**EXERCISE DESCRIPTION**:
Your answer should consist of each line below that contains the string "shoreline".

**GIVEN DATA**:
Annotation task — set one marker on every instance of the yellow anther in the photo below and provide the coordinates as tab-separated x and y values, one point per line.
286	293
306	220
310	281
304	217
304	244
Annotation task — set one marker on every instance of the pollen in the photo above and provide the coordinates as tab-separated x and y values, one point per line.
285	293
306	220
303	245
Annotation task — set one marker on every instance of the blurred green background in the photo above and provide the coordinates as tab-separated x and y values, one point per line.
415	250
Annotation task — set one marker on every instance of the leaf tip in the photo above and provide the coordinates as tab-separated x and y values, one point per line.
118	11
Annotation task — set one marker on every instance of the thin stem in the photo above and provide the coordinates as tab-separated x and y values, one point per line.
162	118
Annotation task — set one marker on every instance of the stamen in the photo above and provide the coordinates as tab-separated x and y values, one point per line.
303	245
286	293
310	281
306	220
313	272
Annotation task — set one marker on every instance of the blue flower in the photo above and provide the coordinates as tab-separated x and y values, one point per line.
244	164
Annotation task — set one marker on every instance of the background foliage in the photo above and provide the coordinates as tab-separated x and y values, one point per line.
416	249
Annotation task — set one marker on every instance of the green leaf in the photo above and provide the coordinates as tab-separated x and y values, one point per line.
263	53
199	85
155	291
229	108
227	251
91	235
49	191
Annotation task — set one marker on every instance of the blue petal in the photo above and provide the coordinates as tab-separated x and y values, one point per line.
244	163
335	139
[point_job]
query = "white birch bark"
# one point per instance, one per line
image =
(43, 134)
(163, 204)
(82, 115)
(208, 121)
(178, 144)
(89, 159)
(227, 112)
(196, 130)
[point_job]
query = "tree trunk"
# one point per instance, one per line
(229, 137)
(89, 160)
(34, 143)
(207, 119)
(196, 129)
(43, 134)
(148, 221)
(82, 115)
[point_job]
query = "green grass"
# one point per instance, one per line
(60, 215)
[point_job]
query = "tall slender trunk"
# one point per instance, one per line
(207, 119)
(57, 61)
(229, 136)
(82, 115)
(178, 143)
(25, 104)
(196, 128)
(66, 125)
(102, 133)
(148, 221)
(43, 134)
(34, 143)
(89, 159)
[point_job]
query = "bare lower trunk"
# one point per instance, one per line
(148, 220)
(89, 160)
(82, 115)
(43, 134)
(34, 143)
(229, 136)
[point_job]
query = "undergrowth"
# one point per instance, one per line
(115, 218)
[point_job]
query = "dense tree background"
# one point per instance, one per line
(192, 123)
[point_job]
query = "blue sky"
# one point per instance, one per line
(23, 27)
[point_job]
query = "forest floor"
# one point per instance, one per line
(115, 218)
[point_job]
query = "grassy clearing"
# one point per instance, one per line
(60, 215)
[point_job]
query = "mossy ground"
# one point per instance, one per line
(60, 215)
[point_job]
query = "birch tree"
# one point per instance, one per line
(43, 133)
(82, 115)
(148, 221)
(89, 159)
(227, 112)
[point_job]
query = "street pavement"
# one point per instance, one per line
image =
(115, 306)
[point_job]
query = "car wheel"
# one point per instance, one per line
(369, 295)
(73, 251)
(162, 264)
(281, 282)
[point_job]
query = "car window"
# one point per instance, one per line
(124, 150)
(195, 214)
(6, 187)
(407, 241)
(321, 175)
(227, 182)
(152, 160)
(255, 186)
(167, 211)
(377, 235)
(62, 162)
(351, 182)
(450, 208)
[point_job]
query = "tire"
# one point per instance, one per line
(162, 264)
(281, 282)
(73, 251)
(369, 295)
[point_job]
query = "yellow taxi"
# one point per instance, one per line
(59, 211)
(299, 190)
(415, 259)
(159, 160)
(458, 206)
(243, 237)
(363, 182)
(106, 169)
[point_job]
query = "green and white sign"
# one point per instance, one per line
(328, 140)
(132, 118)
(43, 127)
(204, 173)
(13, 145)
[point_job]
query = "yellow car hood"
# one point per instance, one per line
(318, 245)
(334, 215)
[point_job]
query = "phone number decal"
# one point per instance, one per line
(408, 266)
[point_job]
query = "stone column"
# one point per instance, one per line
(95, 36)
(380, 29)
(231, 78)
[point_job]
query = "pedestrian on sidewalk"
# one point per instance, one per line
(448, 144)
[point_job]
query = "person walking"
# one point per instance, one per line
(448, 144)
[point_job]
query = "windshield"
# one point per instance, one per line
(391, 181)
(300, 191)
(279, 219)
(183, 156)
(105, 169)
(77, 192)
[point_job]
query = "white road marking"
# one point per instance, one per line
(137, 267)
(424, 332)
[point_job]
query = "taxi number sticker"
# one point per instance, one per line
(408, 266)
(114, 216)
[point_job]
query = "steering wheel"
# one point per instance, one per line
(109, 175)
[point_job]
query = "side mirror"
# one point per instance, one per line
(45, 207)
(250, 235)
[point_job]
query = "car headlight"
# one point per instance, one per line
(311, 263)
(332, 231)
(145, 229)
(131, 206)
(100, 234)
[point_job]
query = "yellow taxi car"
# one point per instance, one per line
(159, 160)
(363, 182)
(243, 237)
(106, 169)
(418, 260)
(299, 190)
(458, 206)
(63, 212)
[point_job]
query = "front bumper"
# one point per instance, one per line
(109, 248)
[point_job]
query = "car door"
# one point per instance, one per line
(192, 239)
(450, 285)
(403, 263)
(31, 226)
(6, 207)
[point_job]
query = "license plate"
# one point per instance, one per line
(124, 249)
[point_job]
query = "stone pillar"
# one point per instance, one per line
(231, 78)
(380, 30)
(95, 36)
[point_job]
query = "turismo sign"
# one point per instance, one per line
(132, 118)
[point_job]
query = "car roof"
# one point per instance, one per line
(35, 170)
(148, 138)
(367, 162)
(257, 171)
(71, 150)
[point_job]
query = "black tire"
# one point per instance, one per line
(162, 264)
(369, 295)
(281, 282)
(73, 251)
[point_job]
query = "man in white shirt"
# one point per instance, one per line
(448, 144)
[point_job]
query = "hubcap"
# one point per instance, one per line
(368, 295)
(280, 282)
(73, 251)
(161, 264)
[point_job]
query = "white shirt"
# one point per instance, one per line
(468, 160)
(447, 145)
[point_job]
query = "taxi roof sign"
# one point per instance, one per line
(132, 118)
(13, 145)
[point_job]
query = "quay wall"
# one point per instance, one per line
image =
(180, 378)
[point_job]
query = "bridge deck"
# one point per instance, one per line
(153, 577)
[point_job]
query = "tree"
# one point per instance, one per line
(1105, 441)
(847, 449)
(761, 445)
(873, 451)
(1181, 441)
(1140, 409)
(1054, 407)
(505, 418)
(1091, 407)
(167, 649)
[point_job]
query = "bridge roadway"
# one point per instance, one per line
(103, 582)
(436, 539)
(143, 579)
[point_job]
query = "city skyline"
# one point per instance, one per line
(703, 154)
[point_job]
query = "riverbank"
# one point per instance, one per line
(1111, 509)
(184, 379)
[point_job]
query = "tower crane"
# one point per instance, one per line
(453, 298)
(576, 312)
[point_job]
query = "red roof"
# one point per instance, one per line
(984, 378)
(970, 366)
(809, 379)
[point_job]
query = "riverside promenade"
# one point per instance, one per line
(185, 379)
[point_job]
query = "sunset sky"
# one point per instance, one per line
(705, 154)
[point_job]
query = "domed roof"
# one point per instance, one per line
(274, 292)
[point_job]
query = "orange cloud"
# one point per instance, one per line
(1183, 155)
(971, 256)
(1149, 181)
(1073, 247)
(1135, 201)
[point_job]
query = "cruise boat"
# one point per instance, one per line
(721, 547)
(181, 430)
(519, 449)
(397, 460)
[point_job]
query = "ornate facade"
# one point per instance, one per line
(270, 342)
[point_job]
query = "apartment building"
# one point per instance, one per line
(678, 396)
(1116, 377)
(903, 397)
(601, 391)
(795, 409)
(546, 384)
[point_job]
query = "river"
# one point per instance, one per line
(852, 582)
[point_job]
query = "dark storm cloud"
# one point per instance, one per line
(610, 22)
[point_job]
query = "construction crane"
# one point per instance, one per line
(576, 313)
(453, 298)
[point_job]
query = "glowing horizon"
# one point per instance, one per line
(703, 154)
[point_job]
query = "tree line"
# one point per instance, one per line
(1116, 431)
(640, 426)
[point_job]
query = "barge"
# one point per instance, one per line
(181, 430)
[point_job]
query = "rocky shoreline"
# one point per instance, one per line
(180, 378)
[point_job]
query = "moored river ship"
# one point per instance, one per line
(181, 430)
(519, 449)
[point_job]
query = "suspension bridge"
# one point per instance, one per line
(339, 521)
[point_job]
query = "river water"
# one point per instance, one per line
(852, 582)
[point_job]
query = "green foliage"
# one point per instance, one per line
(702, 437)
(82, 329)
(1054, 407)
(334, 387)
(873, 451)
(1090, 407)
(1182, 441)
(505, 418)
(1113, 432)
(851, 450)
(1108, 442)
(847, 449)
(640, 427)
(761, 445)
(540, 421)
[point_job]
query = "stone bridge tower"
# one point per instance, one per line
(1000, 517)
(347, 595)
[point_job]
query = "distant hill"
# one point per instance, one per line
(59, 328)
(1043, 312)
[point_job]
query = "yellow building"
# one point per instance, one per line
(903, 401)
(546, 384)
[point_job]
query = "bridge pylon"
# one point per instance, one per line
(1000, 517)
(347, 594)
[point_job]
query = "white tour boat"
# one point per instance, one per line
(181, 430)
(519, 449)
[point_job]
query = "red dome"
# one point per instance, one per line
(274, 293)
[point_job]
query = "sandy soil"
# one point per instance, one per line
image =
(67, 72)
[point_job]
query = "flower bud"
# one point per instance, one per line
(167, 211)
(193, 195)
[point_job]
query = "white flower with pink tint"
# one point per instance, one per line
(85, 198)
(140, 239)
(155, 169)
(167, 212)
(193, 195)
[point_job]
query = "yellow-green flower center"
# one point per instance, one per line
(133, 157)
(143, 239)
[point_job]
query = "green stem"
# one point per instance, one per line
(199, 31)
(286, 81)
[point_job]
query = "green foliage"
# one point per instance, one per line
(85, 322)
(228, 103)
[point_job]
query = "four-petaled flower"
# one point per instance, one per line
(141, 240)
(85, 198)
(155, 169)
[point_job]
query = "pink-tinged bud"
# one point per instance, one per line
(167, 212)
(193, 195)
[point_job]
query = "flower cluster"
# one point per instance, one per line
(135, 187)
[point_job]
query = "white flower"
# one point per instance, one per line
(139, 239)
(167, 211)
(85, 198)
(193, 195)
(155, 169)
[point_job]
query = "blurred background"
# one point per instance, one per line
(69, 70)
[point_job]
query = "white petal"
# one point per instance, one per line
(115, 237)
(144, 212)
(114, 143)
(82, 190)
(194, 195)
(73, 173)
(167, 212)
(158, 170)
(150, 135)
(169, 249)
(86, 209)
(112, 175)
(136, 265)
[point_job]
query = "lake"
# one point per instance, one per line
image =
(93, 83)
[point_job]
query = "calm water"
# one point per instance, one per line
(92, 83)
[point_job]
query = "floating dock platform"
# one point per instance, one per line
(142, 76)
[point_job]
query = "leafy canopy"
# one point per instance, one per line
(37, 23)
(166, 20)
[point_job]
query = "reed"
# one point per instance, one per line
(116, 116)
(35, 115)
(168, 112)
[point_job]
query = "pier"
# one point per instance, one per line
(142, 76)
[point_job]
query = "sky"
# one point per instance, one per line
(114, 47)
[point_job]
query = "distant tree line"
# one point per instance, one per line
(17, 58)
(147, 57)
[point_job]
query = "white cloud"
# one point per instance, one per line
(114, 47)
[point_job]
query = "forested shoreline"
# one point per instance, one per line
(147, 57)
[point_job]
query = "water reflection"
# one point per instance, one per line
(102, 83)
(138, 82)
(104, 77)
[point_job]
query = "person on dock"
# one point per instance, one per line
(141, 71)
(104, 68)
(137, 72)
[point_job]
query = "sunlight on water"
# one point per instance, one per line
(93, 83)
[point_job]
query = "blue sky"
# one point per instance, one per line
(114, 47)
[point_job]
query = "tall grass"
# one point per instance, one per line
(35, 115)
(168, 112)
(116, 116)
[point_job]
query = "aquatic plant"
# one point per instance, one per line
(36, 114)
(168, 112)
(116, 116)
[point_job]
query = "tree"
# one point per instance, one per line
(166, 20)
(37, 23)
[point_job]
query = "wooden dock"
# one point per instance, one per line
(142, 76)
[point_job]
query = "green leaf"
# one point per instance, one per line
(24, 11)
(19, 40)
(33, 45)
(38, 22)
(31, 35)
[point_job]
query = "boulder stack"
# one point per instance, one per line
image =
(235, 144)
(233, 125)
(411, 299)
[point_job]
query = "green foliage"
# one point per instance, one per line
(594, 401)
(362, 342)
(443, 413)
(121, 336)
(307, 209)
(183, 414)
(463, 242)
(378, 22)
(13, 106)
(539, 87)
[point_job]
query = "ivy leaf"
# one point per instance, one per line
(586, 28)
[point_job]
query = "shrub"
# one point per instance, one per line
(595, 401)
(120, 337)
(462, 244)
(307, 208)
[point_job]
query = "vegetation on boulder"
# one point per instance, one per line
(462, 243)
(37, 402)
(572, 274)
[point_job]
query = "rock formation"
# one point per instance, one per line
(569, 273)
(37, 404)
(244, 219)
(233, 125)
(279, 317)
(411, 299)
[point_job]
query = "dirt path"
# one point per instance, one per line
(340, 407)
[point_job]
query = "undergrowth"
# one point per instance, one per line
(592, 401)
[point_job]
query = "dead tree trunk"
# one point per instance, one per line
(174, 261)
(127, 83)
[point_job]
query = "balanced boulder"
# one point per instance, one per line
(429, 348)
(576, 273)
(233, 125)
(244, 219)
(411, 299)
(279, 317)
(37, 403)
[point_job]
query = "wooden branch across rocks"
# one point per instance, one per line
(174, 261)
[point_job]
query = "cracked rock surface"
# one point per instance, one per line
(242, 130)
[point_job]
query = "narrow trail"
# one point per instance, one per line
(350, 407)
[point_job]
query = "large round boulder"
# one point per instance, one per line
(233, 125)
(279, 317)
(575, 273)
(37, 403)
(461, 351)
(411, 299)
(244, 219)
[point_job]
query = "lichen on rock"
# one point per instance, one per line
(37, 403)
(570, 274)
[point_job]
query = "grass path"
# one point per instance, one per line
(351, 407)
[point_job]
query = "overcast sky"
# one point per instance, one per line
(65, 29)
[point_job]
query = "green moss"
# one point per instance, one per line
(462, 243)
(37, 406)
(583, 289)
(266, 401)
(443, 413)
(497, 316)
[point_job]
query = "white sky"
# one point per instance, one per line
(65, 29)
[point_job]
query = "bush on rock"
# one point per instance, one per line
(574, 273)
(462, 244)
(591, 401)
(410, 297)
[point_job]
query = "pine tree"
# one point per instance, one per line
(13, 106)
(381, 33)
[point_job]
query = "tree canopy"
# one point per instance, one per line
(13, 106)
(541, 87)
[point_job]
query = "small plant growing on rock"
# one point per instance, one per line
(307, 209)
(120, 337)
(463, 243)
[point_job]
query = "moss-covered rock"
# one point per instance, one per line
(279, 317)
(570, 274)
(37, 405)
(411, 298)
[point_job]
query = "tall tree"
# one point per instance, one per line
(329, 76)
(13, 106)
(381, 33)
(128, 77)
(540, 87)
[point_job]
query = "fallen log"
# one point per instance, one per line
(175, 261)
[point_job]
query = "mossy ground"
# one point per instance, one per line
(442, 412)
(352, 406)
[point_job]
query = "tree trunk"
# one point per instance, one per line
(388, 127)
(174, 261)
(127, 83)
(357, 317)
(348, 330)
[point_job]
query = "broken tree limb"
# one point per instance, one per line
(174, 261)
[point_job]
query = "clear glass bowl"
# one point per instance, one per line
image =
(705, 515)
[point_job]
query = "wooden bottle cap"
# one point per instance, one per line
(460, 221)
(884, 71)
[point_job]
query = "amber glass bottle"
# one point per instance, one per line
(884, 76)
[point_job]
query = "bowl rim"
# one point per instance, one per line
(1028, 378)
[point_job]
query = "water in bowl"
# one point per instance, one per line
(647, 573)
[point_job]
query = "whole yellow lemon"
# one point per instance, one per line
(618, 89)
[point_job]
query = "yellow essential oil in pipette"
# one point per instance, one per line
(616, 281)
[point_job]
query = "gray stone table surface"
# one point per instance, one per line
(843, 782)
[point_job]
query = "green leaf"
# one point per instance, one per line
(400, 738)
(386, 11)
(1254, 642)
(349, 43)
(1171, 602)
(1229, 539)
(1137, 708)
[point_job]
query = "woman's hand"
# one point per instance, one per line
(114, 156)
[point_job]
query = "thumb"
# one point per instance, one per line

**EXERCISE RESPONSE**:
query = "rocky shoreline"
query = "forested shoreline"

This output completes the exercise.